OBJETIVO: Você pode extrair do texto sobre o Pasep o trecho que começa em "(c) Termo Inicial" e vai até "uma análise minuciosa.", inclusive, sem alterar uma só palavra?

TEXTO DE ORIGEM:
--

Discussões Jurídicas Relevantes
Diante desse cenário, três questões jurídicas têm sido objeto de debate nessas ações:
(a) Legitimidade Passiva: Surge a controvérsia sobre quem detém a legitimidade passiva: a União, entidade à qual estava vinculado o conselho diretor do fundo PIS-Pasep, ou o Banco do Brasil, responsável pela administração das contas individualizadas?
(b) Prazo Prescricional: A segunda questão diz respeito ao prazo prescricional aplicável. Deve-se observar o prazo quinquenal, conforme estabelecido pelo Decreto-Lei 20.190/1932, artigo 1º, ou o prazo decenal previsto no Código Civil, artigo 205?
(c) Termo Inicial da Prescrição: Por fim, há debate acerca do termo inicial da prescrição. O prazo prescricional inicia-se a partir do último depósito efetuado na conta individualizada ou da ciência dos desfalques pelo seu titular?
Análise Jurídica
No que concerne à legitimidade passiva, a natureza das obrigações do Banco do Brasil no âmbito do Programa de Formação do Patrimônio do Servidor Público (Pasep) demanda uma análise minuciosa.
Embora a titularidade dos recursos pertença à União, é o Banco do Brasil quem exerce a administração das contas individualizadas, assumindo, por decorrência, responsabilidades fiduciárias sobre esses fundos.

--

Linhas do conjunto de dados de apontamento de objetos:
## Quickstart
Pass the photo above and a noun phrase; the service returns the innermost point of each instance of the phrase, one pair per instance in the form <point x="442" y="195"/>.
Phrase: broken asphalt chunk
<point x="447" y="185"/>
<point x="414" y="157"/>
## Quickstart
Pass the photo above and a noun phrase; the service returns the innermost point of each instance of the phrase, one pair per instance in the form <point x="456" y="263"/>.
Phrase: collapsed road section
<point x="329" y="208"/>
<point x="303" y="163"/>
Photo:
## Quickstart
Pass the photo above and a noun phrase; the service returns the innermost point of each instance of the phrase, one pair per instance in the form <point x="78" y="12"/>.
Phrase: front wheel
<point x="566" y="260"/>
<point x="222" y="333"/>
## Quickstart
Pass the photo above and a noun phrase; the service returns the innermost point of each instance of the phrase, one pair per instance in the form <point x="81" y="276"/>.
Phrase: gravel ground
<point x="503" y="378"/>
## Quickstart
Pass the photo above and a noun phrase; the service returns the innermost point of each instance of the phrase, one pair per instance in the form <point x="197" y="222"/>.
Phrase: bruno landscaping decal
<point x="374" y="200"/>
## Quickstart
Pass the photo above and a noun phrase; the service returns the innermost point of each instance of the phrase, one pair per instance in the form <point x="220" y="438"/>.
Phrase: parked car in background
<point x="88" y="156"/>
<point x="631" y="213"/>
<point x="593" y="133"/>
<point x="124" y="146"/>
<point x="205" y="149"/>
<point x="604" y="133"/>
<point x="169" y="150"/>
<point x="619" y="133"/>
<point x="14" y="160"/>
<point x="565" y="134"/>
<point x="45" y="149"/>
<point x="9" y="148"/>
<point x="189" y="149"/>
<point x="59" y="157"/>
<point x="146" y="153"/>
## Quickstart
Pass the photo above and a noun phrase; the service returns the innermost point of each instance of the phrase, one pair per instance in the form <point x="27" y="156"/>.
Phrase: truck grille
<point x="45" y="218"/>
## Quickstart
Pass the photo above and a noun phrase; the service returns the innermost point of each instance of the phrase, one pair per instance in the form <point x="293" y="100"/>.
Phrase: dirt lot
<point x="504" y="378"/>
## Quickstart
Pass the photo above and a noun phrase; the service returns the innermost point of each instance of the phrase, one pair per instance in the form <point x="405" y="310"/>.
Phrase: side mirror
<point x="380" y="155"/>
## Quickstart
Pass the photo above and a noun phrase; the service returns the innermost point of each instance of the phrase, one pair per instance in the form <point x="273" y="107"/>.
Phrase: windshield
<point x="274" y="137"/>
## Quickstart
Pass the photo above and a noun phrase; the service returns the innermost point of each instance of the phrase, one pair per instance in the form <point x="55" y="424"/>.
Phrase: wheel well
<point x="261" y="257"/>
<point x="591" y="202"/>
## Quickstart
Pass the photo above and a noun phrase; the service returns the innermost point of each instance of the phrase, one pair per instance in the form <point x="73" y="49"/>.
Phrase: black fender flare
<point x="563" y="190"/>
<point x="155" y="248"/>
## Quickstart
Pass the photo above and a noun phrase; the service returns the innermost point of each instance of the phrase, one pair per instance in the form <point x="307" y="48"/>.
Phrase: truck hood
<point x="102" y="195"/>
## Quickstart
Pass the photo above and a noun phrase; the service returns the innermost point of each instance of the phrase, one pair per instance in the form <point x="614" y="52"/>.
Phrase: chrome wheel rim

--

RESULTADO DO EXERCÍCIO:
(c) Termo Inicial da Prescrição: Por fim, há debate acerca do termo inicial da prescrição. O prazo prescricional inicia-se a partir do último depósito efetuado na conta individualizada ou da ciência dos desfalques pelo seu titular?
Análise Jurídica
No que concerne à legitimidade passiva, a natureza das obrigações do Banco do Brasil no âmbito do Programa de Formação do Patrimônio do Servidor Público (Pasep) demanda uma análise minuciosa.